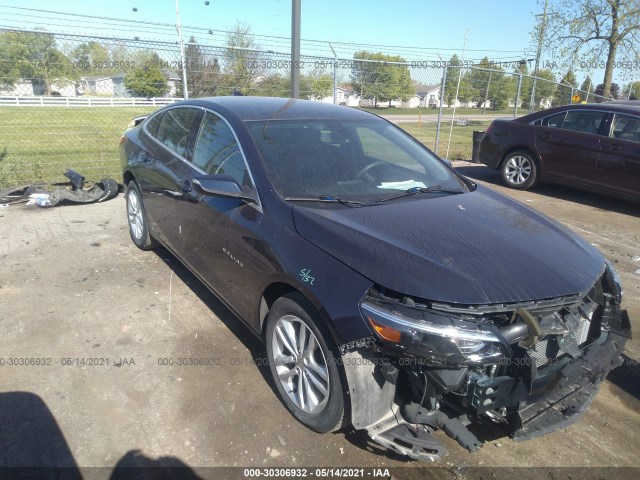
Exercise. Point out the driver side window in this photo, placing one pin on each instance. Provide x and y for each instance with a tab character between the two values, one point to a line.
217	151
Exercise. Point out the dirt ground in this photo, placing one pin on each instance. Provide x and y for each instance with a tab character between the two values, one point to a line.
101	317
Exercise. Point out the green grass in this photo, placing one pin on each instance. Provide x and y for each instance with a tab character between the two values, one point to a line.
461	137
38	143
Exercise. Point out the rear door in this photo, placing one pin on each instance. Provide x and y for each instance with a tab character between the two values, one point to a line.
218	234
618	166
569	150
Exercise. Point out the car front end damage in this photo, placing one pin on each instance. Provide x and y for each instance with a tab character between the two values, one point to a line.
528	368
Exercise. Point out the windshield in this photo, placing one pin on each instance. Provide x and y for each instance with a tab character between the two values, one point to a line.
362	161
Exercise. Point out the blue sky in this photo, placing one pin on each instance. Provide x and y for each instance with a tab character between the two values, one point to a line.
499	29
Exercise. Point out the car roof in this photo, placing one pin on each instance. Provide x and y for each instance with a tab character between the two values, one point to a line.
274	108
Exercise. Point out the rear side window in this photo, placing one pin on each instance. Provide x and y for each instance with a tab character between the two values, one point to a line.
583	121
626	127
553	121
174	130
152	124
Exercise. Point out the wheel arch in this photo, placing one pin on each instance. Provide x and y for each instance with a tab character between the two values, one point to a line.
278	289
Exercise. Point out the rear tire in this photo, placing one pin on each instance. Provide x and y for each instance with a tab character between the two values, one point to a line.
137	218
303	365
519	170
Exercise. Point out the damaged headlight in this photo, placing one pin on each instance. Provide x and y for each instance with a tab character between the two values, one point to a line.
615	282
443	339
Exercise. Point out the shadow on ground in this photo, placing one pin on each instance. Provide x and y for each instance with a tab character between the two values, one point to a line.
32	445
627	377
240	330
483	173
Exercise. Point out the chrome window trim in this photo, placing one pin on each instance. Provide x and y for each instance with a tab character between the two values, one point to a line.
257	206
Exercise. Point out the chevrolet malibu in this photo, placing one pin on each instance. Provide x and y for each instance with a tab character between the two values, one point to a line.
392	293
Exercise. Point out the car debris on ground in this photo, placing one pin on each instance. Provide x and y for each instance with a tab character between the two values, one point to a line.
76	191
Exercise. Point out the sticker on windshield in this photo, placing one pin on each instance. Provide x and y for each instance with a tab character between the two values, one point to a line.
405	185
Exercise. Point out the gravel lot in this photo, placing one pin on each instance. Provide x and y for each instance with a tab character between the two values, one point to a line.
74	290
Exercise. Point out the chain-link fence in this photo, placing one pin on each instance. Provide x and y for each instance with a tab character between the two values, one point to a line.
65	100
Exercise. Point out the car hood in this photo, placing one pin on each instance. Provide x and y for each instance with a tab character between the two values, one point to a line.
474	248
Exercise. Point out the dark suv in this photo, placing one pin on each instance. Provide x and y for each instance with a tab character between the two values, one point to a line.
589	146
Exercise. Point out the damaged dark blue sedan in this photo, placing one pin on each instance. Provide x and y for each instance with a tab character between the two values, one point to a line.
392	293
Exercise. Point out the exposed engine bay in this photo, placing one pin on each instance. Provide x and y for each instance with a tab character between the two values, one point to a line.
527	369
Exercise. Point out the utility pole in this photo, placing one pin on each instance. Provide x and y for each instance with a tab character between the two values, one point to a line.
185	93
295	48
538	53
455	102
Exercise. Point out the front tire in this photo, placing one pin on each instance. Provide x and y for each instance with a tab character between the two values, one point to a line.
519	170
137	218
303	365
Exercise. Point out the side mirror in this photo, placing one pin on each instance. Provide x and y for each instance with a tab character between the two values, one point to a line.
220	185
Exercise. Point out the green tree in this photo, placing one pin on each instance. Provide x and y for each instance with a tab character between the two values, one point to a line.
381	77
147	81
631	91
487	84
594	29
33	56
587	89
614	92
276	86
242	69
565	90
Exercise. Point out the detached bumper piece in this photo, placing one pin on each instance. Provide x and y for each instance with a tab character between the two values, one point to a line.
576	389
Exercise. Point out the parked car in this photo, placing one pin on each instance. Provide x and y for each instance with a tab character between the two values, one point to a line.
392	293
590	146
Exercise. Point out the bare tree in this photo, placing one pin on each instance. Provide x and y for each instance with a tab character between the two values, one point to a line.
586	31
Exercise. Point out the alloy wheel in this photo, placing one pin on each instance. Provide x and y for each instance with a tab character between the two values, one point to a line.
300	364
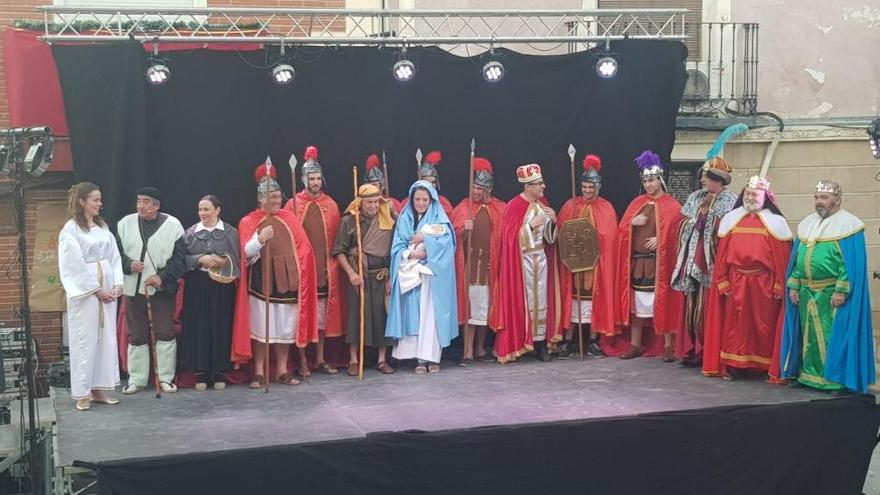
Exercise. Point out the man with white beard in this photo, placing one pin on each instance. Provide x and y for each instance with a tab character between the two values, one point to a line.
746	300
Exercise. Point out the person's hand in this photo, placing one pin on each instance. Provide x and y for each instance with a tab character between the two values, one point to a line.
639	220
356	281
537	223
153	281
266	234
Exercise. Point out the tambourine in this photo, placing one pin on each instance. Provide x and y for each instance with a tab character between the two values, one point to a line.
223	274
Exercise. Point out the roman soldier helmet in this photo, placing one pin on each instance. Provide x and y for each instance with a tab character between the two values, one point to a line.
311	165
374	170
592	166
265	175
483	173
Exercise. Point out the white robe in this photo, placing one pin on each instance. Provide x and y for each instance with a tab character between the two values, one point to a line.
89	261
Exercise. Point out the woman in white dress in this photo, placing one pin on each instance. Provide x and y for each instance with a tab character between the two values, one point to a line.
91	273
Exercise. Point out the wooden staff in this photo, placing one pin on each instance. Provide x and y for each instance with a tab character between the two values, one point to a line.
577	276
292	162
468	247
357	228
153	343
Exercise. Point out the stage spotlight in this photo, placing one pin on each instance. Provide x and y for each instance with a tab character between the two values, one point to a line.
606	67
283	73
39	155
403	70
874	137
157	74
493	71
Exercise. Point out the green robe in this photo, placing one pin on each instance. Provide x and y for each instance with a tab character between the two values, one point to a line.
818	273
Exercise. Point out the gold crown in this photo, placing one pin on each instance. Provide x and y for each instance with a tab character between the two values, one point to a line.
827	186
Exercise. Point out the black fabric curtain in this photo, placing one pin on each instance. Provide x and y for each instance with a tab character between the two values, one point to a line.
220	115
819	447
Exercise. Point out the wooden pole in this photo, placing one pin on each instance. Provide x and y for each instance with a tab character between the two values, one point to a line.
153	343
357	227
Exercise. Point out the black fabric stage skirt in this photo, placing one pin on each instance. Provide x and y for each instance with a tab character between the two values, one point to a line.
205	341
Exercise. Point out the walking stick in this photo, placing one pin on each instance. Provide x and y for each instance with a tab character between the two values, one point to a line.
153	344
292	163
468	249
267	287
577	277
357	227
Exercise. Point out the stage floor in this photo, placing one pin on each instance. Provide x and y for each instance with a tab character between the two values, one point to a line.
336	407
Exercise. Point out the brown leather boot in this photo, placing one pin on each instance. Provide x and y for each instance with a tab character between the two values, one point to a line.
634	351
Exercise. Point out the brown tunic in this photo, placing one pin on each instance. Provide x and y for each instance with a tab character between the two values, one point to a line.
481	237
643	260
313	224
285	273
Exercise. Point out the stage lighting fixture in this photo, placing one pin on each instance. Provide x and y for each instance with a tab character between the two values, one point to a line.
403	70
606	67
493	71
874	138
283	73
157	74
39	156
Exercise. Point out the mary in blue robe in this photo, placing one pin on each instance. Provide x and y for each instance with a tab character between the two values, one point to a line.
422	313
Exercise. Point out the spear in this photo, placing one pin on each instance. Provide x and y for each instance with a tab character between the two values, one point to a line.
577	276
387	179
292	163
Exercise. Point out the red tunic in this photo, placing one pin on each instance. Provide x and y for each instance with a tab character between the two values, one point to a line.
668	304
745	308
514	338
445	203
495	208
335	293
604	219
307	330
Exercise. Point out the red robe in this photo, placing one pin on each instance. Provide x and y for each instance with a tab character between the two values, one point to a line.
668	304
495	208
745	311
514	337
308	291
335	294
604	306
445	203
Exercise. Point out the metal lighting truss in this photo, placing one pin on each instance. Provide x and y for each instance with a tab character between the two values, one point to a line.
359	27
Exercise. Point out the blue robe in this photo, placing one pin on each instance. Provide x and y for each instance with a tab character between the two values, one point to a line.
403	309
850	357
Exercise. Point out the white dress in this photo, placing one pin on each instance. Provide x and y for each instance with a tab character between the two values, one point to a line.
89	261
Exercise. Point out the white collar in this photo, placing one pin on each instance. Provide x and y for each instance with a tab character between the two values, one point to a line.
200	226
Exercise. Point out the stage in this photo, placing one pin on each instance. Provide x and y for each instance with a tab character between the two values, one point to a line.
529	393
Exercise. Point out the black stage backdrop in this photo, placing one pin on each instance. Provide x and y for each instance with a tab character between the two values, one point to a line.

*PROBLEM*
Every line from the one containing "Exercise. Point out the stage in" to the end of the material above must be written out exactly. Nothing else is wanted.

*FINISHED TASK*
Exercise. Point out the stage in this photo, placing one pin on each instance. Provide x and y for each instance with a tab character between the two values, one point to a line.
529	393
Exercise. Point out the black stage backdrop in this photo, placing one pin on each instance. Provide x and y for each instance with a tab character between the two values, one point to a line.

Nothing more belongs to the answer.